Text provided:
******************************
The court, at the request of the defendant, further instructed the jury as follows: “ To render a city liable for a defect in a sidewalk, the defect must be of such a character that the city authorities, by using ordinary care and diligence, could discover it. If you should find from the evidence in the case that the defect was of such a nature that the officials of the city could not have discovered it by using ordinary care and diligence, the defendant is not liable in *648damages, and your verdict should be for the defendant city.”
No exceptions were taken to any part of the instructions of the court to the jury. It was urged upon the argument that there was no evidence tending to show that the sidewalk was defective at the place where the accident happened. We cannot agree with the learned counsel on this contention. There was evidence that the two by four plank, with which the walk had been repaired a few weeks 'before the accident, broke under the weight of the plaintiff when she stepped on it, while she at the time was passing along in an ordinary walk. It seems to us this fact, standing alone, raises an inference that the repair made with that small plank, four feet long and two inches thick by four inches wide, was a defective repair of the walk at that place, not because the method of making the repair was defective and dangerous, but because the breaking of the small plank under the pressure of the weight of the plaintiff tended strongly to prove that the plank with which the repair was made was a defective one, and, in the absence of proof to the contrary, it is evidence tending to show that such defect in the plank might have been discovered by a man of ordinary skill exercising reasonable care in the selection of the plank for making the repair. Under the evidence it was not for the court to say, as a question of law, that the city and its employees were not guilty of negligence in selecting the plank with which the repair was made. The court properly left that question to the jury, under instructions sufficiently favorable to the defendant. The question whether the city had notice of the defect of the walk before the accident happened, is not in this case. If, as contended by the plaintiff, the defect consisted in repairing the walk with defective materials, then the city is liable for .the acts of its agents and employeés in making such defective and dangerous repair, and is chargeable *649■with notice of such defective repair from the time it was made.
It is also urged by the appellant that the court erred in rejecting evidence offered by the defendant, to show that it was a common practice to make repairs of the sidewalks in the way this was repaired. There was no question as to the manner of making the repairs before the jury. The question was whether the repair was made with material which would be reasonably safe when used in making a repair of the walk in the way it was repaired. It seems to us that the offer by the defendant to prove that a good, sound piece of plank, two inches thick, four inches wide, and four feet long, supported at the ends, would bear up the weight of two heavy men placed on the middle of it, was properly rejected. The fact, if proved, would rather tend to prove the contention of the plaintiff that the plank used in the walk was defective than otherwise, and in no way tended to prove that the plank in the walk would bear up that weight.
The offer to prove that the sidewalk was on a public street, and that cows were passing along said street and sometimes passed along the walk, as a ground for an argument that possibly a cow had passed along the walk and broken the plank before the plaintiff stepped on it, was too remote and uncertain a circumstance to be admissible evidence.
******************************
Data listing
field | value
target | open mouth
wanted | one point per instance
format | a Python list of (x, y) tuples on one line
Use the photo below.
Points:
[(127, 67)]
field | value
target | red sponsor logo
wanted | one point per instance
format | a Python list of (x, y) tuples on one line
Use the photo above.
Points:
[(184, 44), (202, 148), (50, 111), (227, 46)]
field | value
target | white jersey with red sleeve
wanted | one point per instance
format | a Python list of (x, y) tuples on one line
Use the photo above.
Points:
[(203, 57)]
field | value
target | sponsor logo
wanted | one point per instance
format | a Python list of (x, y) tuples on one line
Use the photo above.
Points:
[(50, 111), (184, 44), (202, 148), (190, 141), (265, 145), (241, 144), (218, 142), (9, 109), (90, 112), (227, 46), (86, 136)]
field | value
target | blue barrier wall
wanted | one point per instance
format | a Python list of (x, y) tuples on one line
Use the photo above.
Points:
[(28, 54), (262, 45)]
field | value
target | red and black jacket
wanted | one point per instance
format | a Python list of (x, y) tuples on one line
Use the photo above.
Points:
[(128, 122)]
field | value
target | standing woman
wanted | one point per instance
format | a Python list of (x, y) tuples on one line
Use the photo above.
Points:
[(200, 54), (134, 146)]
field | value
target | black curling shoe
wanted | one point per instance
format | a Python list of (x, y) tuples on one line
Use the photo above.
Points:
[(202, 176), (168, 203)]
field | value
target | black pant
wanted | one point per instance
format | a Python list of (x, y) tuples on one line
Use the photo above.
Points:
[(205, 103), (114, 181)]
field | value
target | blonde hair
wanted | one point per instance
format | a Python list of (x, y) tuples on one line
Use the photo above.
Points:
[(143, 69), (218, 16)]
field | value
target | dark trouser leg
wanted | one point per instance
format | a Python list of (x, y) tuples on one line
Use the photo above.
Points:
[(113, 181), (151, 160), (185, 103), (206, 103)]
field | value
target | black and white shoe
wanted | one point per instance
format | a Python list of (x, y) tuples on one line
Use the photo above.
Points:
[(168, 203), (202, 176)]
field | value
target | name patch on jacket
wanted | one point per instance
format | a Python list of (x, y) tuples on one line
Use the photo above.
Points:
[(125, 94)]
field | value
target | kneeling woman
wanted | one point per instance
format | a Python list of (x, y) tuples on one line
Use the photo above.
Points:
******************************
Requirements:
• a. Reproduce, word for word, the part of the court opinion that opens with the words containing "The offer to" and closes with "be admissible evidence.".
• b. Decide whether each statement agrees with the court opinion, answering yes or no and quoting the words that settle it: (i) The defendant took exceptions to the court's instructions to the jury. (ii) The plank used to repair the walk was four feet long, two inches thick, and four inches wide. (iii) The offer to prove that cows sometimes passed along the walk was accepted as admissible evidence.

Task solutions:
• a.
The offer to prove that the sidewalk was on a public street, and that cows were passing along said street and sometimes passed along the walk, as a ground for an argument that possibly a cow had passed along the walk and broken the plank before the plaintiff stepped on it, was too remote and uncertain a circumstance to be admissible evidence.

• b.
(i) No: "No exceptions were taken to any part of the instructions of the court to the jury."
(ii) Yes: "that small plank, four feet long and two inches thick by four inches wide"
(iii) No: "was too remote and uncertain a circumstance to be admissible evidence."